▶ Quoted passage:
***
The behavior of the DNA loops has been analyzed in detail for the case of non-specific protein binding (2,56,57). The general feature of the models G and H in Figure 2 is the following. For a large number of potential cross-linking sites, DNA looping occurs abruptly at a critical protein concentration. The loop is stable in a large interval of protein concentrations. At very high concentrations, DNA again unloops because the multiprotein structures are assembled at both DNA segments instead of joining two DNA segments. In the case of site-specific binding, the system bears these general non-specific features, but also provides a possibility of a delicate combinatorial control of gene regulation, as we will see in the next section.

Thus, we have solved all basic models in Figure 2, and showed how to construct the other models as modifications or combinations of the basic ones. Now let us perform calculations for a concrete genetic system.
***
▶ About this task:
How would you carry on the DNA looping passage above, starting right after its last sentence?

▶ Listed records:
***
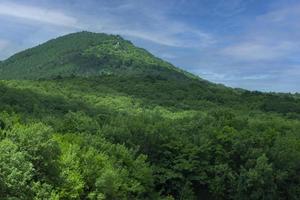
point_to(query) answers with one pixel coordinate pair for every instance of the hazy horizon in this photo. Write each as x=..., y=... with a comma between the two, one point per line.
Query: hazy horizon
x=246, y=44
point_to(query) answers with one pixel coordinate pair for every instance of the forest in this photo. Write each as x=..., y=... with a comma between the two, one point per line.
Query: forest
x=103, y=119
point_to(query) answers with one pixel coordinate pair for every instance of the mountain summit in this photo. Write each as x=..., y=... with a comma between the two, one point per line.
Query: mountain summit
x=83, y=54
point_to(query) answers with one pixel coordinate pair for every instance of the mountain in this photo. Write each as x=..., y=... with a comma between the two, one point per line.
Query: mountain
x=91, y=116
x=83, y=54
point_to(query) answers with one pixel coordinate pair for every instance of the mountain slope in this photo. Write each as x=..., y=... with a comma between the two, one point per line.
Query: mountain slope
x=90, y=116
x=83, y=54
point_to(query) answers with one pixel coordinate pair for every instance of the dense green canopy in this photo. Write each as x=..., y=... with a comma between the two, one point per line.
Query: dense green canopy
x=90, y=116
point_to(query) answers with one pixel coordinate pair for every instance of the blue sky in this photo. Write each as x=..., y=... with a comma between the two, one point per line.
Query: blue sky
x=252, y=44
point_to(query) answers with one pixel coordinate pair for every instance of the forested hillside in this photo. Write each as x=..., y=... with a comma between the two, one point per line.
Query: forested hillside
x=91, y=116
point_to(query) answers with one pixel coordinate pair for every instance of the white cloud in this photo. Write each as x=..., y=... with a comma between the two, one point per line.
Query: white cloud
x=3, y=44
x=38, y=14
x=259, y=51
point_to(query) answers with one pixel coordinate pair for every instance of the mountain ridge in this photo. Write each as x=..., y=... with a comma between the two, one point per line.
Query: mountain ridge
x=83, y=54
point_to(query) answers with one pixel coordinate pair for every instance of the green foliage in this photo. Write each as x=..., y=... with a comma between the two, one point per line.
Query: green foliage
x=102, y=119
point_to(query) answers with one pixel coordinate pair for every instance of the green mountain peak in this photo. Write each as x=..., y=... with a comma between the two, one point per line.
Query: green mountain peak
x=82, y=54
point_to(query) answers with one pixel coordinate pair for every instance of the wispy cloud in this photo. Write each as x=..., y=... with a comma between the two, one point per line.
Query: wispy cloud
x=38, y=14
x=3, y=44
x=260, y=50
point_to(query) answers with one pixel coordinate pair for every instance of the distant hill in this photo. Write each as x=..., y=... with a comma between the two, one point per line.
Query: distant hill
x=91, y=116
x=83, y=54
***
▶ Output of the task:
CALCULATION OF GENE REGULATION AT O_R OPERATOR OF PHAGE λ

The binding events at O_R operator of bacteriophage λ control the famous genetic switch from the lysogenic state (when λ peacefully lives inside the infected E. coli) to the lytic state (when λ duplicates itself in a large number of copies leading to the lysis of the host cell). Two regulatory proteins, the CI and Cro repressors, act at O_R operator. In the lysogenic state, the cro gene coding the Cro protein is ∼95% suppressed, while the cI gene coding the CI protein is on. The CI protein aims to maintain its own expression and to switch off all other genes. CI domination determines that the phage is in the lysogenic state. When the host cell is damaged or irradiated, its SOS system activates RecA protein that stimulates self-cleavage of CI. This leads to induction of the lytic state of phage λ. In the lack of CI, Cro dominates at O_R, maintaining its own expression, switching on early lytic genes, and suppressing the cI gene (46).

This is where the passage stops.